— Record list —
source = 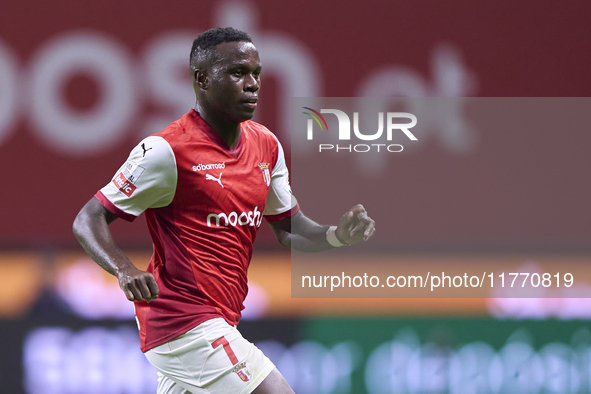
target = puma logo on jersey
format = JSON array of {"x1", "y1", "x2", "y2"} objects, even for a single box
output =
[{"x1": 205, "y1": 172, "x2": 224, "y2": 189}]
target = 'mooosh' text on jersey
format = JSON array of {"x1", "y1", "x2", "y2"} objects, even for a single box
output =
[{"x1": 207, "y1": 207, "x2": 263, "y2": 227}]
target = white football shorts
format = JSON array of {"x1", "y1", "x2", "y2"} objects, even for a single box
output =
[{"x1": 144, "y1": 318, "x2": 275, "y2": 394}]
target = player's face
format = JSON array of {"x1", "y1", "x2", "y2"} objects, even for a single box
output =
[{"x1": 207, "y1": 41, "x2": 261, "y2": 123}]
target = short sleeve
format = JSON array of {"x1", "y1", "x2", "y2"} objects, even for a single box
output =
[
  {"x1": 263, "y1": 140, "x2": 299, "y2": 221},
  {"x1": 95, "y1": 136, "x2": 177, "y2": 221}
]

---

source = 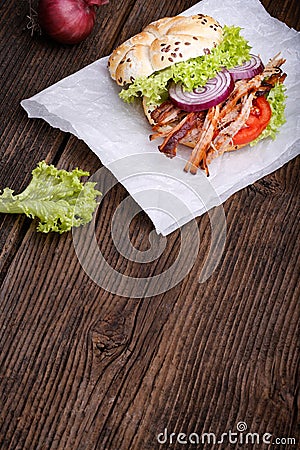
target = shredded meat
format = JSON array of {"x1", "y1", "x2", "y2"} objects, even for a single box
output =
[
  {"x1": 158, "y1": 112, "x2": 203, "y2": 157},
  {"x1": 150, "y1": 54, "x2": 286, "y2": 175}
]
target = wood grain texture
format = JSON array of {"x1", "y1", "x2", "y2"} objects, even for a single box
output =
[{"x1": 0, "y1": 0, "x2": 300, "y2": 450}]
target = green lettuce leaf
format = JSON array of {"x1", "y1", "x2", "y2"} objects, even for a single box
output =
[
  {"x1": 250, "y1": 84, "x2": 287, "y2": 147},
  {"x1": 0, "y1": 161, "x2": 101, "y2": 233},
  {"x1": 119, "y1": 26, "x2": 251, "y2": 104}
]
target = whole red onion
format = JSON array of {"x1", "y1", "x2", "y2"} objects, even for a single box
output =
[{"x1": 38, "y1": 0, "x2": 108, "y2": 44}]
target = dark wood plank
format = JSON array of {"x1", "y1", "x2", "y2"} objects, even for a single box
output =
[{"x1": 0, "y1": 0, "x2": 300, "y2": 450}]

---

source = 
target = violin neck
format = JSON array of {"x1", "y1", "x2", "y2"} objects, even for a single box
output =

— Request —
State how many of the lines above contain the string "target". Case counts, and the reply should be the number alone.

— Solution to this task —
11